• Task objective: Each entry below must be repeated word for word.

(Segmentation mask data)
-*-

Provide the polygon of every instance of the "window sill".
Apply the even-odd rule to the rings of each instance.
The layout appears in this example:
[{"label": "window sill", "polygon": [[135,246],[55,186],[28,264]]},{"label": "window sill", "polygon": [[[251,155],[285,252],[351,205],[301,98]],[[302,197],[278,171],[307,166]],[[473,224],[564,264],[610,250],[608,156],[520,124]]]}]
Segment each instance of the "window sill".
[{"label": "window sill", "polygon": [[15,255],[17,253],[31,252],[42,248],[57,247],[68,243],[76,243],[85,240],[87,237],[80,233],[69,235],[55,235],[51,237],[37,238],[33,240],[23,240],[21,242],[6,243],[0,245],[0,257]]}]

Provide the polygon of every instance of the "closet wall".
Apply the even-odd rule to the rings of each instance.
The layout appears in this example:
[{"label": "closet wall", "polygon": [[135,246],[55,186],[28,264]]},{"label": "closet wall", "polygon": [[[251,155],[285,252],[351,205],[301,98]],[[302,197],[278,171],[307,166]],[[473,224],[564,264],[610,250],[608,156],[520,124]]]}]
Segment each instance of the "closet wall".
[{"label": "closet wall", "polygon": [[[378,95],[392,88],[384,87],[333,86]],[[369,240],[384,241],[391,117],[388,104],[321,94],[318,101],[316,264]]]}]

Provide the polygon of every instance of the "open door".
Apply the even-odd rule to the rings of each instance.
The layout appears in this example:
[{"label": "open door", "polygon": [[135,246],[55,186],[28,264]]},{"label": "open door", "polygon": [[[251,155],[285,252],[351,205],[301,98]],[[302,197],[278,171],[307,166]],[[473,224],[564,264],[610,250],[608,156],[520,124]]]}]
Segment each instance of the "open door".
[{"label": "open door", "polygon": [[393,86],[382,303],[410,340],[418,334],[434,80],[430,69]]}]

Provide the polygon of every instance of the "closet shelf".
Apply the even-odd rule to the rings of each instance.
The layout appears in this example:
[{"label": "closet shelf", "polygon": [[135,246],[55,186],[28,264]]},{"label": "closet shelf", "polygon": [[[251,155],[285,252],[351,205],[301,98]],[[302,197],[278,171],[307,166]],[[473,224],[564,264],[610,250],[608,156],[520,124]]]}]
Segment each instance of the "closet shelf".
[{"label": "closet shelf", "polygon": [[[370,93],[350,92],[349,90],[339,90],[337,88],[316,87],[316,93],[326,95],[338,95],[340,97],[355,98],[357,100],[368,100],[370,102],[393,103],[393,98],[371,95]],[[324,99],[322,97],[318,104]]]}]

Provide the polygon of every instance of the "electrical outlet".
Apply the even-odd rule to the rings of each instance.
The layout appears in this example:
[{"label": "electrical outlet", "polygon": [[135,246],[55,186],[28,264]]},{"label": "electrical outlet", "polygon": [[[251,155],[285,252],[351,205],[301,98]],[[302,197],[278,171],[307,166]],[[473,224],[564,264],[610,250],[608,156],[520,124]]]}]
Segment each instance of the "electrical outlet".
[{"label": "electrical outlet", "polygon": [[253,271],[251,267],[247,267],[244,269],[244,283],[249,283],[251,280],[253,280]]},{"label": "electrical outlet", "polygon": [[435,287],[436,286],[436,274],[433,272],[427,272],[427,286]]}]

-*-

• Completed task:
Provide the polygon of every instance of the "window sill".
Apply the even-odd rule to the rings of each instance.
The layout appears in this example:
[{"label": "window sill", "polygon": [[135,246],[55,186],[28,264]]},{"label": "window sill", "polygon": [[[251,155],[285,252],[351,205],[301,98]],[[302,197],[278,171],[307,166]],[[473,224],[564,264],[610,250],[608,156],[520,124]]]}]
Segment each instance of the "window sill".
[{"label": "window sill", "polygon": [[15,255],[17,253],[31,252],[42,248],[57,247],[68,243],[76,243],[85,240],[87,237],[80,233],[69,235],[55,235],[51,237],[37,238],[33,240],[23,240],[21,242],[6,243],[0,245],[0,257]]}]

Provide the polygon of every instance of the "closet wall".
Apply the even-odd rule to the rings of each instance.
The layout appears in this example:
[{"label": "closet wall", "polygon": [[135,246],[55,186],[28,264]]},{"label": "closet wall", "polygon": [[[251,155],[285,252],[351,205],[301,98]],[[302,197],[278,171],[307,166]],[[473,224],[564,264],[610,250],[608,156],[520,124]]]}]
Segment each instance of the "closet wall".
[{"label": "closet wall", "polygon": [[[378,95],[392,88],[384,87],[333,86]],[[369,240],[384,241],[391,117],[388,104],[321,94],[318,101],[316,264]]]}]

Provide the polygon of every instance of the "open door".
Apply the even-odd rule to the rings of each instance.
The layout appears in this example:
[{"label": "open door", "polygon": [[135,246],[55,186],[28,264]]},{"label": "open door", "polygon": [[[251,155],[285,252],[351,205],[301,98]],[[302,197],[278,171],[307,166]],[[473,224],[564,264],[610,250],[608,156],[520,124]]]}]
Segment each instance of the "open door".
[{"label": "open door", "polygon": [[393,86],[382,303],[410,340],[418,334],[434,80],[430,69]]}]

Provide the polygon of every instance of the "closet shelf".
Apply the even-odd rule to the rings of each instance.
The layout appears in this example:
[{"label": "closet shelf", "polygon": [[135,246],[55,186],[28,264]]},{"label": "closet shelf", "polygon": [[[251,155],[285,252],[351,205],[301,98]],[[302,197],[278,171],[307,166]],[[473,224],[564,264],[610,250],[608,156],[520,124]]]}]
Segment each instance of the "closet shelf".
[{"label": "closet shelf", "polygon": [[[370,93],[350,92],[349,90],[339,90],[337,88],[316,87],[316,93],[326,95],[338,95],[340,97],[355,98],[357,100],[368,100],[370,102],[393,103],[393,98],[371,95]],[[324,99],[322,97],[318,104]]]}]

Provide the polygon of every instance of the "electrical outlet".
Apply the even-odd rule to the rings of each instance.
The layout appears in this example:
[{"label": "electrical outlet", "polygon": [[135,246],[55,186],[28,264]]},{"label": "electrical outlet", "polygon": [[[251,155],[285,252],[351,205],[301,98]],[[302,197],[278,171],[307,166]],[[473,224],[564,264],[610,250],[608,156],[520,124]]]}]
Segment each instance of the "electrical outlet".
[{"label": "electrical outlet", "polygon": [[253,271],[251,267],[247,267],[244,269],[244,283],[249,283],[251,280],[253,280]]},{"label": "electrical outlet", "polygon": [[435,287],[436,286],[436,274],[433,272],[427,272],[427,286]]}]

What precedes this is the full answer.